[Pointing and labeling entries]
(begin)

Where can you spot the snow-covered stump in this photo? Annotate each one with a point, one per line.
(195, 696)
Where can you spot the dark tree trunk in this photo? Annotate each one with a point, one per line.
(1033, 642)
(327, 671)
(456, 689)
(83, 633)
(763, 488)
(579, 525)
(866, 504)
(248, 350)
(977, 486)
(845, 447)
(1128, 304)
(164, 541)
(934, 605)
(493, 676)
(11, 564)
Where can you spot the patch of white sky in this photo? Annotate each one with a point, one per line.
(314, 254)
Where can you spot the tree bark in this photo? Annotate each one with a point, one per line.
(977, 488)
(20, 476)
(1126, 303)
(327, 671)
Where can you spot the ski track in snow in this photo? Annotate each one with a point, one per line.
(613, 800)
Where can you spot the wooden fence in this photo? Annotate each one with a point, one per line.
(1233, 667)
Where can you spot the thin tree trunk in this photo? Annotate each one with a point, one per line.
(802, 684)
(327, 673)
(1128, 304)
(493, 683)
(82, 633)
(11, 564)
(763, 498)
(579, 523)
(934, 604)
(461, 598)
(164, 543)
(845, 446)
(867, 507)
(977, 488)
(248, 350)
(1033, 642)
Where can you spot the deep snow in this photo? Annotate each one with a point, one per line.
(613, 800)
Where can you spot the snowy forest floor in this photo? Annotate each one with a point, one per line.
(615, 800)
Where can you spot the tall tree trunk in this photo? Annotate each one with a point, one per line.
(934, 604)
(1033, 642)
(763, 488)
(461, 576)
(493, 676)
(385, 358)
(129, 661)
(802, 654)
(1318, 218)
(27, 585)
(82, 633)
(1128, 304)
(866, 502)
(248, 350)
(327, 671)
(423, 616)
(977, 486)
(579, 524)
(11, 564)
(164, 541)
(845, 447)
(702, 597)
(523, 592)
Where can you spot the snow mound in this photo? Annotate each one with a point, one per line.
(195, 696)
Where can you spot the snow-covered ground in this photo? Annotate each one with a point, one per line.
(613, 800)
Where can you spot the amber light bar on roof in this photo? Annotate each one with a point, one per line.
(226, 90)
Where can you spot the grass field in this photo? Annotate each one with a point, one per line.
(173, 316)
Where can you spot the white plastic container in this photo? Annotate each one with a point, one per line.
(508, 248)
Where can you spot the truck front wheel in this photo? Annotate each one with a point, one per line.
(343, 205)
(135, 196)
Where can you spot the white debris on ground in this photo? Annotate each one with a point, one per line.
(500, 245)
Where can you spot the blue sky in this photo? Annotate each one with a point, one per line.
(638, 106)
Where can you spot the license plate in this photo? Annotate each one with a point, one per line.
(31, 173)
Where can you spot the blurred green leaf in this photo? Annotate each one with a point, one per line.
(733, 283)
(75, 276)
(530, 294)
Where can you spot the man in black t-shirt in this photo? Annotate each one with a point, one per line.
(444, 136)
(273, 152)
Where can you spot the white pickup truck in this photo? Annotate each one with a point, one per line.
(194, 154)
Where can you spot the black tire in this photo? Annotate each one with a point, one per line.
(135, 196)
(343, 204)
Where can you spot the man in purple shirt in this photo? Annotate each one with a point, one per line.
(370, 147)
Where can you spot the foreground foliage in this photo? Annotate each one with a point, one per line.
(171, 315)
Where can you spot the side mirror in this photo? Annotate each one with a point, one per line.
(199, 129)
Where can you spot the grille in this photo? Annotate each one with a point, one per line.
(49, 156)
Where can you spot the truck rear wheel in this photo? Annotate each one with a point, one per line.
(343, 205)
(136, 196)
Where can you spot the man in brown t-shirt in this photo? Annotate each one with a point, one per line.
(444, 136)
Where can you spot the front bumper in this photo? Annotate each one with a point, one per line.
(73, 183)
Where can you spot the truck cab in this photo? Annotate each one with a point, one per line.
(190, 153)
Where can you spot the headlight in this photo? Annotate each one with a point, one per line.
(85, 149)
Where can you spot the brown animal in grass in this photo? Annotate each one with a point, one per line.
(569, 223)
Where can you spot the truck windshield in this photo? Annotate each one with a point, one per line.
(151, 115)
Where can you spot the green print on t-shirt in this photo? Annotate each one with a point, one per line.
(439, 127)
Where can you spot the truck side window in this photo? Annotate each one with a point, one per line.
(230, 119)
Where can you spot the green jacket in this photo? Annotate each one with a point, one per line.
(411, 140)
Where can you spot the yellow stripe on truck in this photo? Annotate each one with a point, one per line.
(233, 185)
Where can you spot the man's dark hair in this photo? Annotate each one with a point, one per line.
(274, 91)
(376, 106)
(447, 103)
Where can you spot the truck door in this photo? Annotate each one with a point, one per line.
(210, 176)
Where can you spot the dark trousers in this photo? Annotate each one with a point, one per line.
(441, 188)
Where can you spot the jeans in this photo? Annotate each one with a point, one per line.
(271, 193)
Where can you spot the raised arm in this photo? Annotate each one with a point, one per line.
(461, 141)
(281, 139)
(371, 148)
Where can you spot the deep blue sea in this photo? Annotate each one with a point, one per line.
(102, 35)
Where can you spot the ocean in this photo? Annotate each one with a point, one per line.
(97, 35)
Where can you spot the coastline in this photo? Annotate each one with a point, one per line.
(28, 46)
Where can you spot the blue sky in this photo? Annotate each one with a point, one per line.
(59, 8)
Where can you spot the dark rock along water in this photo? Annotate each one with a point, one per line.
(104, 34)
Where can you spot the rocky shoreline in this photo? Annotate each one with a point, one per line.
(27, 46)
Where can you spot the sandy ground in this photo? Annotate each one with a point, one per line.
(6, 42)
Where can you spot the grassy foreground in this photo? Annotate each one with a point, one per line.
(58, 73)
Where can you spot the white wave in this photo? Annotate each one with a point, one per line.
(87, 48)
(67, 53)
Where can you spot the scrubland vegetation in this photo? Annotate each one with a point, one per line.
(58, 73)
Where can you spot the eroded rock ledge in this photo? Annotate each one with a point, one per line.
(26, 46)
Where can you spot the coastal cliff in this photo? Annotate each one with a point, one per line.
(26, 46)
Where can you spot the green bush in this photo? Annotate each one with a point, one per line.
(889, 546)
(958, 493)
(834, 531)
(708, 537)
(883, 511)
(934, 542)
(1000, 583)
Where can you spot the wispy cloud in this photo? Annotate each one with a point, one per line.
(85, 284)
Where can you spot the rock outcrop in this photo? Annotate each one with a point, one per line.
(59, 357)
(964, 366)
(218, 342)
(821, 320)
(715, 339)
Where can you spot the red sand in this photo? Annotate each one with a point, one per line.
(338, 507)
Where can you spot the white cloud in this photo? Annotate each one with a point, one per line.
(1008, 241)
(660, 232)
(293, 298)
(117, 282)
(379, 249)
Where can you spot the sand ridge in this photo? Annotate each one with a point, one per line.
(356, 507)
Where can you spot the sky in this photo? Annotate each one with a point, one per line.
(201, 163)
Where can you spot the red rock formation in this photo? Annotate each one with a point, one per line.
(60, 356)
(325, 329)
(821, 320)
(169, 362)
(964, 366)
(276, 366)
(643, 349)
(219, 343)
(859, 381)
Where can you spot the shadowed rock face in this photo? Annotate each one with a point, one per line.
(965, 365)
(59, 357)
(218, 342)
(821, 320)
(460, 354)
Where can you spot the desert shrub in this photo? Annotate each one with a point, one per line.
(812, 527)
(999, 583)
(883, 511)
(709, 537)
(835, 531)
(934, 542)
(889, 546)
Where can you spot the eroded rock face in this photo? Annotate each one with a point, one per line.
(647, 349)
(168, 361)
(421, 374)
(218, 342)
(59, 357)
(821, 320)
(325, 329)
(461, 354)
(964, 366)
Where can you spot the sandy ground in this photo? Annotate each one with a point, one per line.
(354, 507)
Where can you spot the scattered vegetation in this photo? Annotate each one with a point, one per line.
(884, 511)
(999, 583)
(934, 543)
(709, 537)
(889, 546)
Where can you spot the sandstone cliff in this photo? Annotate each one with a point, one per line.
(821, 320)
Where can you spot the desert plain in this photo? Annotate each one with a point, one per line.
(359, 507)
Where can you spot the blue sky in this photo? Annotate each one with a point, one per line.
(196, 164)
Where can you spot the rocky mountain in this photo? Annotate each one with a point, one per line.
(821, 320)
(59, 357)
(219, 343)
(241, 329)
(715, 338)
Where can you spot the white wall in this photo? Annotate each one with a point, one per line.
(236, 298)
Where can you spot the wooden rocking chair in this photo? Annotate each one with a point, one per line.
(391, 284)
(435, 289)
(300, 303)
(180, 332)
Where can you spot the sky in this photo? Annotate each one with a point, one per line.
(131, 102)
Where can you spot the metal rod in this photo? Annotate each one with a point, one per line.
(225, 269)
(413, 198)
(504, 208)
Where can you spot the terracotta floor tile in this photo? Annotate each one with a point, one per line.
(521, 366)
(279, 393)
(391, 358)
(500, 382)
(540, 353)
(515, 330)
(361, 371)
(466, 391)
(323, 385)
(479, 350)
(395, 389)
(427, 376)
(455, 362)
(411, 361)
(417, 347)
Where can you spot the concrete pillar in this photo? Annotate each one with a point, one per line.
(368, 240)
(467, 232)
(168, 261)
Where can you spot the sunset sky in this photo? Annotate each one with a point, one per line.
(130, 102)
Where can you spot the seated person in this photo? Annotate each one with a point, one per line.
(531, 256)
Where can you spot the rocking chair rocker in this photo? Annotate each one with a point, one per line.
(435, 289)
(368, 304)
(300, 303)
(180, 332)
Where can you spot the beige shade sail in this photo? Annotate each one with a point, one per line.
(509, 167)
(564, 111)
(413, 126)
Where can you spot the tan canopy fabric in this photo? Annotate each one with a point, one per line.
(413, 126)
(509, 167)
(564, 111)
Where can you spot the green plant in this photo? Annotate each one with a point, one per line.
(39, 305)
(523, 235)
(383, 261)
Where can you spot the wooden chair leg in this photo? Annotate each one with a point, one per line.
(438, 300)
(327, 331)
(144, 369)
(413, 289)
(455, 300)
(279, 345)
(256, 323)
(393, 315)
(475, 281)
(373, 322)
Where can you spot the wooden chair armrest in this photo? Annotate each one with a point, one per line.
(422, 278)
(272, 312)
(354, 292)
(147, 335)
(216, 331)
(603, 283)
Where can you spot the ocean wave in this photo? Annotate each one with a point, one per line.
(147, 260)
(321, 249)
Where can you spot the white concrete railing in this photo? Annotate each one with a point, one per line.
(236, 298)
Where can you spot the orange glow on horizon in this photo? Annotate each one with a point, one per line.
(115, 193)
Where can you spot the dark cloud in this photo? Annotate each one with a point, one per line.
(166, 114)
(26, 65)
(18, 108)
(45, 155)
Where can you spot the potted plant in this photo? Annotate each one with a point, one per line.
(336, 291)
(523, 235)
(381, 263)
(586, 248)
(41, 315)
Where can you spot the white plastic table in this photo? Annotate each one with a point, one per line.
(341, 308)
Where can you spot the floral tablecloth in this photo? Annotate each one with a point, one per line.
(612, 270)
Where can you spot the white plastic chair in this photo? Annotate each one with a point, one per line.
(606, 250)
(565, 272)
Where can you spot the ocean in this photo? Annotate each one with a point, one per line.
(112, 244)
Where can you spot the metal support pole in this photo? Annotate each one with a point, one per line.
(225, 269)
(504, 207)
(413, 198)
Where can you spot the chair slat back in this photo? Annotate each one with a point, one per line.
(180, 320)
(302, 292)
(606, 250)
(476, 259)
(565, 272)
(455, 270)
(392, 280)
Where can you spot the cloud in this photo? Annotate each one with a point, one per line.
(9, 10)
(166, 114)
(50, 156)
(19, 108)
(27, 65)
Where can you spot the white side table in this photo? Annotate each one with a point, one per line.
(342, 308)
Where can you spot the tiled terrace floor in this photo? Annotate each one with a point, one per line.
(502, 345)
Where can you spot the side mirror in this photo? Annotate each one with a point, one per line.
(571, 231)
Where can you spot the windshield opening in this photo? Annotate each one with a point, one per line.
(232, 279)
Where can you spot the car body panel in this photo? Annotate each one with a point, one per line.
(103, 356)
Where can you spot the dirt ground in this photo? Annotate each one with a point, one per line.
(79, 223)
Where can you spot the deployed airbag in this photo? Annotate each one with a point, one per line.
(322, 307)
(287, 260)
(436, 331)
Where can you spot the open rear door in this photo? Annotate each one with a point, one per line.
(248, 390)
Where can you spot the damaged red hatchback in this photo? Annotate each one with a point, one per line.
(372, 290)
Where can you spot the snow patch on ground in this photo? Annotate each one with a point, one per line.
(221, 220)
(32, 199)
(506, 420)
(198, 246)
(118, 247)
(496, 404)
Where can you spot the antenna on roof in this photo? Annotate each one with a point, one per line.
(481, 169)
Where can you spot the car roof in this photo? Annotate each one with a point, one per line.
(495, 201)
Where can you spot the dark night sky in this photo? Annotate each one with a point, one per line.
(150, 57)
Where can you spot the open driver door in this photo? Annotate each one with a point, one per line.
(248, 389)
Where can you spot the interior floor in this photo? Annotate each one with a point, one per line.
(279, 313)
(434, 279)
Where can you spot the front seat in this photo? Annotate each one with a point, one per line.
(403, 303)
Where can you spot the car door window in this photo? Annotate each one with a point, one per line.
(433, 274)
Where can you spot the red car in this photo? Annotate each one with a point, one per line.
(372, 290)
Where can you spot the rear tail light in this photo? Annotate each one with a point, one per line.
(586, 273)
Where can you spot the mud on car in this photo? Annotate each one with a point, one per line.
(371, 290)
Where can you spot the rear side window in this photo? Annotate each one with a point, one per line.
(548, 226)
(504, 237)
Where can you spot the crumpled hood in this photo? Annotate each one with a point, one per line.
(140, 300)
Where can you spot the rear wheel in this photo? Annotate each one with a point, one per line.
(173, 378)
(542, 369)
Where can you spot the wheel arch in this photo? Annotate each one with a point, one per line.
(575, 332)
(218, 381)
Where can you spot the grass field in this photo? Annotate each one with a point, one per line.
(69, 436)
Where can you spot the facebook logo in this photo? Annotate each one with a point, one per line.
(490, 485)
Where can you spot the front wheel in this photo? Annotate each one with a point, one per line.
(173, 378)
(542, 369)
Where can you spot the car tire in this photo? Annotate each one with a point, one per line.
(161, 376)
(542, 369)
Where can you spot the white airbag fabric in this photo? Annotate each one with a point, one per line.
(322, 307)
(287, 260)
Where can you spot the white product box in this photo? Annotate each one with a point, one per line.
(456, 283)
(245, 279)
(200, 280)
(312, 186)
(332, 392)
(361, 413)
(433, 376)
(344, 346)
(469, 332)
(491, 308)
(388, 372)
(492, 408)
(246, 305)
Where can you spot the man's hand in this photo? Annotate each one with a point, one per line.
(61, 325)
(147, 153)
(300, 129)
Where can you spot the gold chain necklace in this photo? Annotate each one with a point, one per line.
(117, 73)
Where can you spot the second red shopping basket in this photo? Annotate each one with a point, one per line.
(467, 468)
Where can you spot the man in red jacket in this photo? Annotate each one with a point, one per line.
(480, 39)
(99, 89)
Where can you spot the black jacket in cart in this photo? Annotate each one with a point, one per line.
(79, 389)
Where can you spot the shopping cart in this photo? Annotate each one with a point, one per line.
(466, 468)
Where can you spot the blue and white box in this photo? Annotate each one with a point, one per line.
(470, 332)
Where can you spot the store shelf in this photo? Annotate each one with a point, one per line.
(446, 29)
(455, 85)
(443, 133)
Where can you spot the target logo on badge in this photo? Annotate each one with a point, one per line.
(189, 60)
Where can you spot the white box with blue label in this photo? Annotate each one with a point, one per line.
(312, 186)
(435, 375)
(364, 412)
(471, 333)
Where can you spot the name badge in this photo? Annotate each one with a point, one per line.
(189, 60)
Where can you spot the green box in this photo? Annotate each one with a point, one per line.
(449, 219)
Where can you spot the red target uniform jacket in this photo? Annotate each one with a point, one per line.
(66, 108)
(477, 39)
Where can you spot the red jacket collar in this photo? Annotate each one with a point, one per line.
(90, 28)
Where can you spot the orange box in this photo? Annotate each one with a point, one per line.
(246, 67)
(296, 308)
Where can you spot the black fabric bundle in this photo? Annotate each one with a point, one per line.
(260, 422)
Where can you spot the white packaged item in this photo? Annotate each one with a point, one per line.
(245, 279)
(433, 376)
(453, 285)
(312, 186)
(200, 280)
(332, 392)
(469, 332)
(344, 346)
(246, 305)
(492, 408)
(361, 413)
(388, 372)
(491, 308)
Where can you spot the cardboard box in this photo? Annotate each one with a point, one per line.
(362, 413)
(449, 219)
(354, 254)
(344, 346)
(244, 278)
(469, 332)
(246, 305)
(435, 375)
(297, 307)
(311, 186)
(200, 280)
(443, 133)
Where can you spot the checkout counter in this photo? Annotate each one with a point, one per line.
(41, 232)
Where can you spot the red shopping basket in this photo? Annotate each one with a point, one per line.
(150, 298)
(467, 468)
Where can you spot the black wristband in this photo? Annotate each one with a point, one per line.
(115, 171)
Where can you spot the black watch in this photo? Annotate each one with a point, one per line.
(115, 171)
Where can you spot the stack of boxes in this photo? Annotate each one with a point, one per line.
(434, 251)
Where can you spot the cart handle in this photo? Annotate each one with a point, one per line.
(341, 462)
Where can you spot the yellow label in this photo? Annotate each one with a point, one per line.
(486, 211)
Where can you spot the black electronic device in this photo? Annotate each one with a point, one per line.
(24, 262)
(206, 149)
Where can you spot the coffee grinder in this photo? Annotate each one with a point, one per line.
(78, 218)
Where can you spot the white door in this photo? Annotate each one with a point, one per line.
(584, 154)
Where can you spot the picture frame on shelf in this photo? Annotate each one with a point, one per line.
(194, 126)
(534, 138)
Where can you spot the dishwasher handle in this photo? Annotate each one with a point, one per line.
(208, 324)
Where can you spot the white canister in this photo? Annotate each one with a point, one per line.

(end)

Task to complete
Quote, without any change, each line from the one that contains "Where can you spot the stack" through the end of the material.

Response below
Where can you spot the stack of boxes in this photo? Annotate each one with a point, one per line.
(434, 251)
Where can you spot the cart handle in this photo? Annotate each one with a point, one per line.
(341, 462)
Where can you spot the yellow label in this photo? Annotate each one with a point, one per line.
(486, 211)
Where can you spot the black electronic device in this photo? Annotate each one with a point, one per line.
(24, 262)
(206, 149)
Where can you spot the coffee grinder in this photo? Annotate each one with a point, one per line.
(78, 218)
Where can you spot the white door in this photo? Annotate each one with a point, one per line.
(584, 154)
Where can you spot the picture frame on shelf in this photo? Annotate each one with a point, one per line.
(194, 126)
(534, 138)
Where can you spot the dishwasher handle in this photo? Annotate each one with a point, one per line.
(208, 324)
Where can you spot the white canister in this photo? Annotate each one with a point, one per line.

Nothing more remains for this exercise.